_Set exercise_
Which lines in the entries below contain the word "image"? Copy each of them in full.

_Record list_
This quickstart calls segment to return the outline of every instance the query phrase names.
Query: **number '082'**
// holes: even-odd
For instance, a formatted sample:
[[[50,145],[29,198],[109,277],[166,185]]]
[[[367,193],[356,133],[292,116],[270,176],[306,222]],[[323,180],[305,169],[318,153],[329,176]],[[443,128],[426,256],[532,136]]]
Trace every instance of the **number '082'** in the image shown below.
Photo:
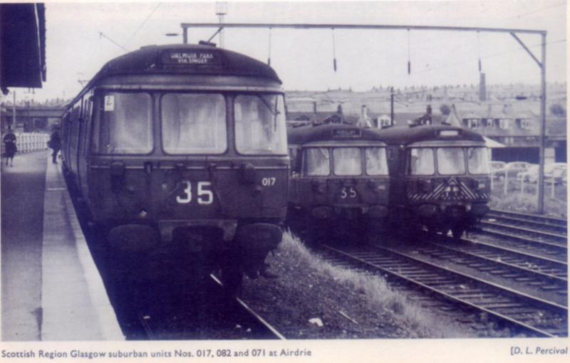
[[[176,196],[176,201],[180,204],[187,204],[192,202],[194,198],[194,193],[196,194],[196,200],[198,204],[208,205],[212,204],[214,201],[214,193],[210,190],[212,182],[198,182],[195,185],[195,190],[192,191],[192,184],[188,180],[182,182],[184,189],[182,191],[182,195]]]

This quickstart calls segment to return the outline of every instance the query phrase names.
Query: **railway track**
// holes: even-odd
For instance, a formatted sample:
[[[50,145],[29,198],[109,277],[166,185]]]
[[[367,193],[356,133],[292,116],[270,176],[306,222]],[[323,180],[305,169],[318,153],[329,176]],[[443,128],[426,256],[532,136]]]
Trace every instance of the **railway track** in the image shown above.
[[[215,275],[210,275],[210,278],[220,287],[223,288],[223,284]],[[277,339],[279,340],[286,340],[283,335],[277,331],[273,326],[267,322],[263,317],[261,317],[257,312],[247,305],[242,299],[237,297],[234,298],[232,302],[237,307],[238,309],[243,312],[243,314],[250,317],[250,320],[256,325],[256,330],[258,334],[265,337],[266,339]]]
[[[446,242],[445,244],[440,242],[431,242],[431,243],[447,250],[488,261],[498,265],[506,265],[515,270],[520,270],[521,272],[534,274],[537,279],[544,278],[552,283],[560,283],[565,288],[567,286],[568,264],[566,262],[544,258],[467,238],[462,238],[459,242],[449,238]]]
[[[568,229],[568,221],[560,218],[553,218],[500,209],[492,209],[487,214],[487,216],[496,219],[500,219],[505,222],[508,221],[514,223],[524,223],[529,226],[532,226],[540,229],[546,228],[547,231],[549,229],[550,231],[557,231],[562,234],[566,234]]]
[[[568,310],[564,305],[452,271],[383,246],[325,245],[323,248],[339,261],[350,261],[358,266],[388,274],[455,305],[486,314],[517,333],[567,336]]]
[[[406,253],[551,302],[562,305],[568,302],[567,265],[564,263],[529,258],[528,256],[478,246],[474,241],[457,243],[452,238],[426,241]]]
[[[568,237],[564,234],[545,232],[531,227],[499,223],[489,218],[480,221],[479,225],[482,227],[483,232],[487,233],[511,238],[526,239],[533,243],[549,246],[560,251],[566,251]]]

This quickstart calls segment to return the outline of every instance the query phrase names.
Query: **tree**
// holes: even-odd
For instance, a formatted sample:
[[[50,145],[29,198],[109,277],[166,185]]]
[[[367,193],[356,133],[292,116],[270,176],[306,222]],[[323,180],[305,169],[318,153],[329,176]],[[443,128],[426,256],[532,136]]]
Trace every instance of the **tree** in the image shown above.
[[[550,113],[559,117],[566,117],[566,108],[559,103],[554,103],[550,105]]]

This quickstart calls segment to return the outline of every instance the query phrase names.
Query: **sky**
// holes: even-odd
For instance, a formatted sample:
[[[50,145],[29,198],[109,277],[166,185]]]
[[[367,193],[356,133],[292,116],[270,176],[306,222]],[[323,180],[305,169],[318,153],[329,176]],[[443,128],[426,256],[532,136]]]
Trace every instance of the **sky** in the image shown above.
[[[108,60],[126,53],[125,48],[182,43],[181,23],[218,21],[214,1],[48,1],[46,9],[47,82],[33,94],[12,89],[18,100],[71,98],[81,90],[80,80],[90,79]],[[546,30],[546,80],[565,82],[566,11],[564,0],[228,1],[224,21]],[[216,30],[190,29],[190,42],[207,40]],[[406,30],[273,29],[271,46],[268,29],[230,28],[224,37],[224,48],[264,62],[271,56],[287,90],[477,84],[480,58],[488,84],[540,83],[537,63],[508,33],[412,30],[408,36]],[[540,36],[519,38],[540,58]],[[11,94],[8,97],[12,99]]]

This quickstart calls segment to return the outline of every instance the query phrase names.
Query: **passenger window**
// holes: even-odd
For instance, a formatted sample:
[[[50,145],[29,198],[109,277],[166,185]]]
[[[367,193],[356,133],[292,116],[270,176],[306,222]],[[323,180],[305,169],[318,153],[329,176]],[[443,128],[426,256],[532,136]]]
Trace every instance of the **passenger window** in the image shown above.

_Exercise response_
Trace every instance of the **number '082'** in the image shown below.
Trace every instance of the **railway track** in the image shown above.
Trace every instance of the **tree** in the image shown above.
Trace every instance of the **sky** in the image shown above.
Trace every instance of the **passenger window** in the image shown above.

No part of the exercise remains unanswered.